Put the lines below into a two-column CSV with the headers "instruction" and "points", giving each of the lines one row. Place its text under "instruction" and its answer under "points", each in a single quoted field with any line breaks replaced by spaces.

(Location identification lines)
[start]

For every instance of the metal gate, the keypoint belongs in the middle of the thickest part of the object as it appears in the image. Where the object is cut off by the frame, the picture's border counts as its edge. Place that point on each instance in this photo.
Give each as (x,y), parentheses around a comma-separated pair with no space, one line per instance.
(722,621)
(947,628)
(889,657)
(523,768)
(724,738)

[end]

The reply —
instruction,points
"For every instance of the metal gate, the keypoint belongs in the middle of the thickest part of the object as it appears in the image. Where the object is cut off by the frame, the picture's border counts as its edge. Place that point on each instance in this photo. Give each as (x,y), parentheses around a comma-separated pair with no space, one line per instance.","(722,621) (947,628) (889,657) (523,768) (724,738)"